== What is needed ==
Extract the full set of records, then give each one again exactly.

START

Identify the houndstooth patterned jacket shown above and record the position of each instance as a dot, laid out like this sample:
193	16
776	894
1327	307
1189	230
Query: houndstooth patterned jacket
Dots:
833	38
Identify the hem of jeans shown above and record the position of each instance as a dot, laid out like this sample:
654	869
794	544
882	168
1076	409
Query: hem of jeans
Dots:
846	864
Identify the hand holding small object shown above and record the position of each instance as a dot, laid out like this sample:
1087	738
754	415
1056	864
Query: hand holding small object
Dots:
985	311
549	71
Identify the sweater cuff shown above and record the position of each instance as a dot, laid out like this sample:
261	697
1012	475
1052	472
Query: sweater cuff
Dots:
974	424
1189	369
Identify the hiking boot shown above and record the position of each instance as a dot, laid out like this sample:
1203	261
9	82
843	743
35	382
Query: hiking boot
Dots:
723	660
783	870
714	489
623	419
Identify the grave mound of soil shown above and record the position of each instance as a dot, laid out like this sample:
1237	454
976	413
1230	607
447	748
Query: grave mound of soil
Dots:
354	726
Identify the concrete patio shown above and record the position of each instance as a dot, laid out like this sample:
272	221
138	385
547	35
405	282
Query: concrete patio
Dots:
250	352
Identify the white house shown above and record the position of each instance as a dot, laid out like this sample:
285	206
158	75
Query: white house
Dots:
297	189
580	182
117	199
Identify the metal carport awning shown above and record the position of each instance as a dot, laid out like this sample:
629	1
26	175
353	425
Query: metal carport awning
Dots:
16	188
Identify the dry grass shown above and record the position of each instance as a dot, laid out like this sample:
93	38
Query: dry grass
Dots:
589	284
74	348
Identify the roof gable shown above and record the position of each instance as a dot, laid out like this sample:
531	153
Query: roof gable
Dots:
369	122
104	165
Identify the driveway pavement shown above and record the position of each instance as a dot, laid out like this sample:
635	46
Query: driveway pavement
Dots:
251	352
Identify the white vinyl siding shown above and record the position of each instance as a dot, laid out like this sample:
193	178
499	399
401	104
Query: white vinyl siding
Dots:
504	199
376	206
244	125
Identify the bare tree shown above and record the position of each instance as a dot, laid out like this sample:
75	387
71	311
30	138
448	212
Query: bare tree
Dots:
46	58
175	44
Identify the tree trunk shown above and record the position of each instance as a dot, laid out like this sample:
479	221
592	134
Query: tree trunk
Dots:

END

== The answer ==
Identify the houndstooth patterned jacket shown above and record the position of each instance as a dot, laid out like this sample:
193	16
776	894
1327	307
1189	230
Query: houndstooth patterned jacket
Dots:
833	38
Identify the hem of jeans shown above and record the position of each instance as a dot, laid out like this sample:
654	869
794	544
882	168
1076	409
Query: hem of jeans
Dots:
846	864
Identify the hand holding small object shown above and record the position of each instance as a dot, laid out like this sample:
1087	738
754	415
1056	864
Query: hand holding small object
Dots:
985	311
549	71
Identify the sweater cuff shown above and record the position of each instance as a dot, laid out like this sample:
261	697
1012	475
1052	472
Query: sweater cuff
Dots:
974	424
1189	369
Identify the hiking boot shown above and record the position of each instance as a dot, laid out like this sample:
1203	261
9	82
843	743
35	382
Query: hiking boot
Dots:
723	660
783	870
714	489
623	419
Identify the grave mound of soil shown above and record the position of each instance as a dot, laid out like this sample:
1237	454
976	413
1230	607
447	748
Query: grave mound of soil
Dots:
354	726
Identify the concrete patio shown above and record the position of each instance as a dot, laid out like this sample:
272	221
138	385
547	35
405	282
Query: concrete patio
Dots:
250	352
Identify the white house shown above and record the position of each instance as a dot, laid out like this sample:
285	206
158	75
Query: white house
Dots:
297	189
580	182
117	199
Identify the metal carport awning shown above and record the position of each instance as a dot, laid out like this sample:
629	1
26	175
353	425
Query: metal carport awning
Dots:
16	188
Identify the dry grass shown above and record the position of each instance as a dot, laid out like this sample:
93	38
Query: dry grass
Dots:
589	284
74	348
Identify the roof gable shown above and record the position of each instance as a dot, laid out like this sample:
531	153
Query: roof gable
Dots:
369	122
104	165
Identify the driveway pavement shown above and record the position of each instance as a dot, laid out like this sample:
635	46
Query: driveway pavement
Dots:
251	352
Identify the white vinyl siding shown above and record the position of each instance as a dot, laid out like this sample:
193	178
499	399
401	104
Query: white vinyl siding
Dots:
504	199
376	206
244	125
Identify the bare tree shown above and record the position of each instance as a dot, laid out like this sample:
75	387
71	311
30	138
448	212
Query: bare tree
Dots:
46	58
175	44
Identify the tree trunk shown above and record the position of each instance as a dot, laid out like this sample:
479	221
592	134
Query: tree trunk
Dots:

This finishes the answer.